Brief - Reproduce the full article below about the plan for restarting the internet, word for word.

─── Given passage

Copyright dailystar

Boffins have revealed the emergency plan for the doomsday scenario of the internet breaking is to head down to the pub. Experts are increasingly fretting over the nightmare situation and fear extreme weather or hackers could soon spark a global tech meltdown. It would bring the world’s infrastructure to a sudden stop as hospitals, banking, transport and business grind to a halt. Tech egghead Steven Murdoch, a professor of computer science at University College London, said it is unclear if the web could ever be rebooted once it went bust. He said: “No one has turned off the internet after it’s been turned on. No one is really sure how it could be turned on again.” The last he heard, the plan to get it fired up again involved a select few who may hold the intel meeting in a boozer outside London to decide what to do. He said of the basic plan: “I don’t know if this is still the case. It was quite a few years ago and I was never told which pub it was.” Experts say the idea is not as bonkers as it sounds and normal folk should also have a strategy in case we are suddenly plunged into a communications crisis. It includes setting a meeting place for relatives, printing out important documents and maps, stockpiling food and having a radio to receive updates. Some believe that an attack on undersea cables by rogue leader like Mad Vlad Putin pose the biggest threat to our world wide web but they frequently break down. Infrastructure expert Doug Madory said: “You’d really have to take out a bunch to affect communication. I think the submarine cable industry would tell you: dude, we do this all the time.” It is more likely that an internet Armageddon would be caused by data centres owned by Google, Amazon and Microsoft being hit. They control around two thirds of the world’s cloud-based services which would spark total mayhem across the globe. Alternatively hackers could target a major DNS service which are effectively the internet’s phonebooks. The firm Verisign handles every online site that ends with “.com”, or “.net”, meaning an attack would cause millions of websites to crash instantly. It comes after one group of Massachusetts cyberpunks told Congress in 1998 of a weakness which “could take down the internet in 30 minutes”.

──────
─── Provided material

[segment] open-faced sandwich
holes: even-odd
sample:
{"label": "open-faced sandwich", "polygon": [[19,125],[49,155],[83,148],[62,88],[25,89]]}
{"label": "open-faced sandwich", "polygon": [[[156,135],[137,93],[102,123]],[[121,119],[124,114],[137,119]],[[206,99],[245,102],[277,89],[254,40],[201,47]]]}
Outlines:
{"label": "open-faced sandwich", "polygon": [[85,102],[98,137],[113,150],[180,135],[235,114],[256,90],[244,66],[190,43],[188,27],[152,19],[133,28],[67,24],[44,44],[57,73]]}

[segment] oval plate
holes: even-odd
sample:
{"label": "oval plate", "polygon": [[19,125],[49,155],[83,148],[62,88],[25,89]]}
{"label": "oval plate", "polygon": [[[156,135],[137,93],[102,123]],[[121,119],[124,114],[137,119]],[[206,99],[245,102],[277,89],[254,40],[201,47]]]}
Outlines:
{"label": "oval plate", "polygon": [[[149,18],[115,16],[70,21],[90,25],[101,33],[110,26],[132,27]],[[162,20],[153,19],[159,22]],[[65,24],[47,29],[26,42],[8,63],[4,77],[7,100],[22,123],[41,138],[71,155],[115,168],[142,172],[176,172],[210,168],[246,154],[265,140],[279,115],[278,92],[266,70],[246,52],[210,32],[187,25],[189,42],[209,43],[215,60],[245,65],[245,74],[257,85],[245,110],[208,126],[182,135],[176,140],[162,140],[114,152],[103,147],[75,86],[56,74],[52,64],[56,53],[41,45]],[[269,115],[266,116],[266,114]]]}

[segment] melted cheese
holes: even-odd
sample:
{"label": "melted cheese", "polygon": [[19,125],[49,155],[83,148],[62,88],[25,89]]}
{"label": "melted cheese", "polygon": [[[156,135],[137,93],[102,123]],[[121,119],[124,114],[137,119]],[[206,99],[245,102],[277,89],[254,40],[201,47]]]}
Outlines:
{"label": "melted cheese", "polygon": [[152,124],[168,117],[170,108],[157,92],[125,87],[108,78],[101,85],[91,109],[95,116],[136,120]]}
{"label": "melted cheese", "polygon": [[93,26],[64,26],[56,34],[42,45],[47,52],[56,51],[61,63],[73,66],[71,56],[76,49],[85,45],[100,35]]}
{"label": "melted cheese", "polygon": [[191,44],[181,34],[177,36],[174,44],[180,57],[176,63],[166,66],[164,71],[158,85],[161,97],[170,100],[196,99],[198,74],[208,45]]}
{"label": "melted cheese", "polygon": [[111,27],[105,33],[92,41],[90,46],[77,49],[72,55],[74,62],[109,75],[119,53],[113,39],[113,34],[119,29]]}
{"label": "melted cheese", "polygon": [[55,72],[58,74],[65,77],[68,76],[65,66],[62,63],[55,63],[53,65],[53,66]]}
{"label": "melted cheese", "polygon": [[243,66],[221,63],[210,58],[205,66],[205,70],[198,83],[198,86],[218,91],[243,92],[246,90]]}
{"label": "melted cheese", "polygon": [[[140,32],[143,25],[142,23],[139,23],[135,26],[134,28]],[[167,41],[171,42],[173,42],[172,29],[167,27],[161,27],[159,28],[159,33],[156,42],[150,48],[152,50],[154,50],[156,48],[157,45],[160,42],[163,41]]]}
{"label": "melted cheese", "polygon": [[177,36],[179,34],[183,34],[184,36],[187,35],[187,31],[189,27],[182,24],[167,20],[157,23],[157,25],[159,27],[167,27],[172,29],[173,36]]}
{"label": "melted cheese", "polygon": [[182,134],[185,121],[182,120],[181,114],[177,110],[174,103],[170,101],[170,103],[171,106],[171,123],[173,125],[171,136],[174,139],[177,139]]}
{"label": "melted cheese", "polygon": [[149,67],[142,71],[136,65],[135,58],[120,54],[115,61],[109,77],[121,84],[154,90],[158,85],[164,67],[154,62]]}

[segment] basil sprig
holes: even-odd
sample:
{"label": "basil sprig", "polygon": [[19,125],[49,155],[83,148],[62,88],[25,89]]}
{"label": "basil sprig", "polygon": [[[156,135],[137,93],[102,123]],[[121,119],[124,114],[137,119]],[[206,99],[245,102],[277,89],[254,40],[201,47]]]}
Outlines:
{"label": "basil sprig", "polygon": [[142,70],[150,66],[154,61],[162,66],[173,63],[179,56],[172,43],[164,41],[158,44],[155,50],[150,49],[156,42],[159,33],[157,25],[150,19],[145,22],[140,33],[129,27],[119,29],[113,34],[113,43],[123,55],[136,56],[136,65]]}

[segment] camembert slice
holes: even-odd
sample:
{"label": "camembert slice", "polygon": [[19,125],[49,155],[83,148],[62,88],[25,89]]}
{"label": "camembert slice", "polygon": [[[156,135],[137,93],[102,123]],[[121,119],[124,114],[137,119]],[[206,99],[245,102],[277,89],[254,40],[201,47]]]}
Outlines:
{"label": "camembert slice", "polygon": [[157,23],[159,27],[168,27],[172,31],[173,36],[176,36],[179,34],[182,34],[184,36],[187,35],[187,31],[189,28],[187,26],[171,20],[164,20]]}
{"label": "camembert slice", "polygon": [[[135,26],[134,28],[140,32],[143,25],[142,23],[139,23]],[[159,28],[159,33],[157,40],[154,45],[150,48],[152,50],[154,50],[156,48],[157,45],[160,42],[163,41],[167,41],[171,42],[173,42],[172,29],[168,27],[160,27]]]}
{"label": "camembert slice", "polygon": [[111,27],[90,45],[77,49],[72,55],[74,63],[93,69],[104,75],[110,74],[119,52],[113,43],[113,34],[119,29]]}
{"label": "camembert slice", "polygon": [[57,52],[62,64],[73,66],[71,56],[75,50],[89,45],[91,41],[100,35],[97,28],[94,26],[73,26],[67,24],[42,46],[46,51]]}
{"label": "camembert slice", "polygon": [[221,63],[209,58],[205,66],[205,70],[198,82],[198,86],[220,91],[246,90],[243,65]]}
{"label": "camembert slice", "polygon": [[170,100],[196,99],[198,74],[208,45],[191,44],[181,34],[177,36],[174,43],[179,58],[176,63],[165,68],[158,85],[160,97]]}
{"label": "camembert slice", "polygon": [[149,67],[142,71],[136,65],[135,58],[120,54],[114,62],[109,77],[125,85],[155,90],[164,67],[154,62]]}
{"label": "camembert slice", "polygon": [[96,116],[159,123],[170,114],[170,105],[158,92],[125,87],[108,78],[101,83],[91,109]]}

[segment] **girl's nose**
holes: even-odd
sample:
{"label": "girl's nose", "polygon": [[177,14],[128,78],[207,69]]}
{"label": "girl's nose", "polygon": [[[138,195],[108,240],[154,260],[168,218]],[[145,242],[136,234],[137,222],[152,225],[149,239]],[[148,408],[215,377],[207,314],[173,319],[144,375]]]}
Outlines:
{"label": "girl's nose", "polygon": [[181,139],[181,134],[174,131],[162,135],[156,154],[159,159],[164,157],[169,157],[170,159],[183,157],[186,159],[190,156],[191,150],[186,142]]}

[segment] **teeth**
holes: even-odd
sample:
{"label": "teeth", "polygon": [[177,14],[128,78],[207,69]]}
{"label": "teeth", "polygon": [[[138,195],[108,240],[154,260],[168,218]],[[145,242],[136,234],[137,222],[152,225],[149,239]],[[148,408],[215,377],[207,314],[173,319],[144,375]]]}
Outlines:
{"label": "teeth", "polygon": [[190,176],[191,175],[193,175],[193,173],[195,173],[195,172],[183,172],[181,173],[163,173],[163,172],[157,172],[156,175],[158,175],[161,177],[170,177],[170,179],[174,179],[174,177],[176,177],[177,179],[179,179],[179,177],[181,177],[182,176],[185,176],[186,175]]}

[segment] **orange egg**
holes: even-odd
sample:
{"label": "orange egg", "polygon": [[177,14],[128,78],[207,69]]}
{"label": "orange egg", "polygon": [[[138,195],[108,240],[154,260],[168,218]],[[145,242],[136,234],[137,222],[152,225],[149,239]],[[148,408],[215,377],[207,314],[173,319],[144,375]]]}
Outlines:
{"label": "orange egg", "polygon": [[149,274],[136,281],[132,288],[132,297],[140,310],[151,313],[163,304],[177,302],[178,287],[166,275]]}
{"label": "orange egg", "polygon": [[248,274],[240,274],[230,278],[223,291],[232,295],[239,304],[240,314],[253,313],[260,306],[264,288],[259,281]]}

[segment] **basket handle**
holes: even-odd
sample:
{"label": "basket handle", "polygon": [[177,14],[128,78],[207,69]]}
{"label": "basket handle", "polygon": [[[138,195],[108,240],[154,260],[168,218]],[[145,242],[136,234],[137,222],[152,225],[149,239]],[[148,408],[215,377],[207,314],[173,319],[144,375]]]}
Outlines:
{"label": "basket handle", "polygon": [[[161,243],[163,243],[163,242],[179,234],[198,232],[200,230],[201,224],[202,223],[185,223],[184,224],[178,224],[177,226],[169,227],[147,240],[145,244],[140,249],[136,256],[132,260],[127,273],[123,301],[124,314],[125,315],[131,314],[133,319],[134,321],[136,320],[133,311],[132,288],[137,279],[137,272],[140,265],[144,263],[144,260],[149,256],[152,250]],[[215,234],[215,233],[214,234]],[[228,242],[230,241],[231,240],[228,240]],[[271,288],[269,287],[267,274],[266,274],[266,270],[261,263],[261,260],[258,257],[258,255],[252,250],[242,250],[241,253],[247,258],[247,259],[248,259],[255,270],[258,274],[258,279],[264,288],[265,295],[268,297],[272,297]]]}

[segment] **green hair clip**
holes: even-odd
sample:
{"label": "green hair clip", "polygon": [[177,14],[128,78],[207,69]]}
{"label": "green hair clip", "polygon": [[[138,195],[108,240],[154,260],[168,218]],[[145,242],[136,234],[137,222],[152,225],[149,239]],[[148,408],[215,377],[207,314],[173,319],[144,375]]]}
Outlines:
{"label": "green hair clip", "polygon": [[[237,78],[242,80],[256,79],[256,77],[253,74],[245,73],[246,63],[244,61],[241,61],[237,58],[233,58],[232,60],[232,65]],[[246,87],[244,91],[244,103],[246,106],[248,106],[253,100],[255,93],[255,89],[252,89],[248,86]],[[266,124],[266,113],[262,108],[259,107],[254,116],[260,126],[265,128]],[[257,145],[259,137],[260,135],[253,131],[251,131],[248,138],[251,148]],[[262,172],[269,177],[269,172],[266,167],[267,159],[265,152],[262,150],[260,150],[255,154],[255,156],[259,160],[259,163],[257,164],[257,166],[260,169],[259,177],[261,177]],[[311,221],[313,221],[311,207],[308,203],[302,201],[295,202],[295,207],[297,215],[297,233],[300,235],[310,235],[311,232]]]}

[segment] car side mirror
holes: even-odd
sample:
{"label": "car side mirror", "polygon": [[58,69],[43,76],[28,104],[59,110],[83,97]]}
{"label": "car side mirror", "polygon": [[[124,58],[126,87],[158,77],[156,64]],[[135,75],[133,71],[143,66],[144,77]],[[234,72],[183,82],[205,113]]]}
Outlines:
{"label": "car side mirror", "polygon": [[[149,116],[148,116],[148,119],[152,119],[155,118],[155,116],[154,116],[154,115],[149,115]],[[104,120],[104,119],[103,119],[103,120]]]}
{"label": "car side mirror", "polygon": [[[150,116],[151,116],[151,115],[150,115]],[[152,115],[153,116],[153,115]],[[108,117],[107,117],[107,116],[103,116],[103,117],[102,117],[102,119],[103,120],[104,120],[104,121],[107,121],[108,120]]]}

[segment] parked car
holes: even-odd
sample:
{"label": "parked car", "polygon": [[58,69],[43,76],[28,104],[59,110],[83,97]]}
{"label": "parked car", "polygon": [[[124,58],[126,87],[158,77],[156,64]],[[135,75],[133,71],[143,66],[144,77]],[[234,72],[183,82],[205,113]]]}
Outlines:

──────

Task result -
Copyright dailystar

Boffins have revealed the emergency plan for the doomsday scenario of the internet breaking is to head down to the pub. Experts are increasingly fretting over the nightmare situation and fear extreme weather or hackers could soon spark a global tech meltdown. It would bring the world’s infrastructure to a sudden stop as hospitals, banking, transport and business grind to a halt. Tech egghead Steven Murdoch, a professor of computer science at University College London, said it is unclear if the web could ever be rebooted once it went bust. He said: “No one has turned off the internet after it’s been turned on. No one is really sure how it could be turned on again.” The last he heard, the plan to get it fired up again involved a select few who may hold the intel meeting in a boozer outside London to decide what to do. He said of the basic plan: “I don’t know if this is still the case. It was quite a few years ago and I was never told which pub it was.” Experts say the idea is not as bonkers as it sounds and normal folk should also have a strategy in case we are suddenly plunged into a communications crisis. It includes setting a meeting place for relatives, printing out important documents and maps, stockpiling food and having a radio to receive updates. Some believe that an attack on undersea cables by rogue leader like Mad Vlad Putin pose the biggest threat to our world wide web but they frequently break down. Infrastructure expert Doug Madory said: “You’d really have to take out a bunch to affect communication. I think the submarine cable industry would tell you: dude, we do this all the time.” It is more likely that an internet Armageddon would be caused by data centres owned by Google, Amazon and Microsoft being hit. They control around two thirds of the world’s cloud-based services which would spark total mayhem across the globe. Alternatively hackers could target a major DNS service which are effectively the internet’s phonebooks. The firm Verisign handles every online site that ends with “.com”, or “.net”, meaning an attack would cause millions of websites to crash instantly. It comes after one group of Massachusetts cyberpunks told Congress in 1998 of a weakness which “could take down the internet in 30 minutes”.